* [LESETEXT]:

****************

# SMS Mehrwertdienst der Kazatel



## Unregistriert (16 Dezember 2008)

hey, bin grad auf so nen premium sms service reingefallen, hab eine sms für wohl 1,99€ an 84112 geschickt um ne sms abzurufen... hab als antwort bekommen "Willkommen beim SMS-Mehrwertdienst der Kazatel! Es entstehen Kosten von 1,99EUR/SMS zzgl. T-Mobile Transportleistung (0,12EUR/SMS)."
hab ein bisschen in den foren rumgelesen, bin mir aber nicht sicher was ich machen soll...
muss ich irgendwas machen, damit mich jetzt nicht jede sms 2 euro kostet??
wär echt super wenn mir irgendwer helfen könnte...danke schon mal


----------



## Unregistriert (17 Dezember 2008)

****************

* [VORLIEGENDES MATERIAL]:
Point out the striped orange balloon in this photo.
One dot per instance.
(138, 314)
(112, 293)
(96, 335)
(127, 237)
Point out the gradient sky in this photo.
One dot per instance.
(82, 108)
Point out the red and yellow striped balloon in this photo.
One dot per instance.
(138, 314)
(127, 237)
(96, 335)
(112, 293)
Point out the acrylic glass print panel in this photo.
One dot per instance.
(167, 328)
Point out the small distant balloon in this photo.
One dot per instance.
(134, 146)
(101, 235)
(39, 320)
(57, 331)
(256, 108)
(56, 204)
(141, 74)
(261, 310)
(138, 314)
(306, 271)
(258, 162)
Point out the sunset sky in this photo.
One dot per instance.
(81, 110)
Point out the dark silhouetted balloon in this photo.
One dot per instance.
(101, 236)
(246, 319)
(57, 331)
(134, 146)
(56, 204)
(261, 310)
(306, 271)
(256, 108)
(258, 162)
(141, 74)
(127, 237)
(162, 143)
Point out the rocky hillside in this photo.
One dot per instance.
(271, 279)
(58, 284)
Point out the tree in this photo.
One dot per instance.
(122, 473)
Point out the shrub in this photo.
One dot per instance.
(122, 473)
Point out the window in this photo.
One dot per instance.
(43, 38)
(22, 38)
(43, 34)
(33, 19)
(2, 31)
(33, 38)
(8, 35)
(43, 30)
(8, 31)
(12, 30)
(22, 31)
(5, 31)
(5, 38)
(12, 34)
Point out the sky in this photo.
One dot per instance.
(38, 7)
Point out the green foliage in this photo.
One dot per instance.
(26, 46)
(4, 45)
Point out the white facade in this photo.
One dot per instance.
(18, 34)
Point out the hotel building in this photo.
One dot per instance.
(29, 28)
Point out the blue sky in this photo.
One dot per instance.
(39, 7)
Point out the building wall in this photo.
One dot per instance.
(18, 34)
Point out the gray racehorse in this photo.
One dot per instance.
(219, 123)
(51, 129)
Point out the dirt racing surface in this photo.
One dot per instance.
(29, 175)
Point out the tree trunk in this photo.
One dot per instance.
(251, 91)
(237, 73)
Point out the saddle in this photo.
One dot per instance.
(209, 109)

****************

* [AUFGABEN]:
(1) Beantworte zum Lesetext:
(a) An welche Nummer wurde die SMS geschickt?
(b) Wie viel kostet laut der Antwort die T-Mobile Transportleistung pro SMS?
(c) Von welchem Datum ist der erste Beitrag?
(2) Gib den Abschnitt des Lesetexts zwischen „hab ein bisschen“ und „(17 Dezember 2008)“, beide eingeschlossen, wortgetreu wieder.

* [DIE ERGEBNISSE]:
(1)
(a) 84112
(b) 0,12 EUR
(c) 16. Dezember 2008

(2)
hab ein bisschen in den foren rumgelesen, bin mir aber nicht sicher was ich machen soll...
muss ich irgendwas machen, damit mich jetzt nicht jede sms 2 euro kostet??
wär echt super wenn mir irgendwer helfen könnte...danke schon mal


----------



## Unregistriert (17 Dezember 2008)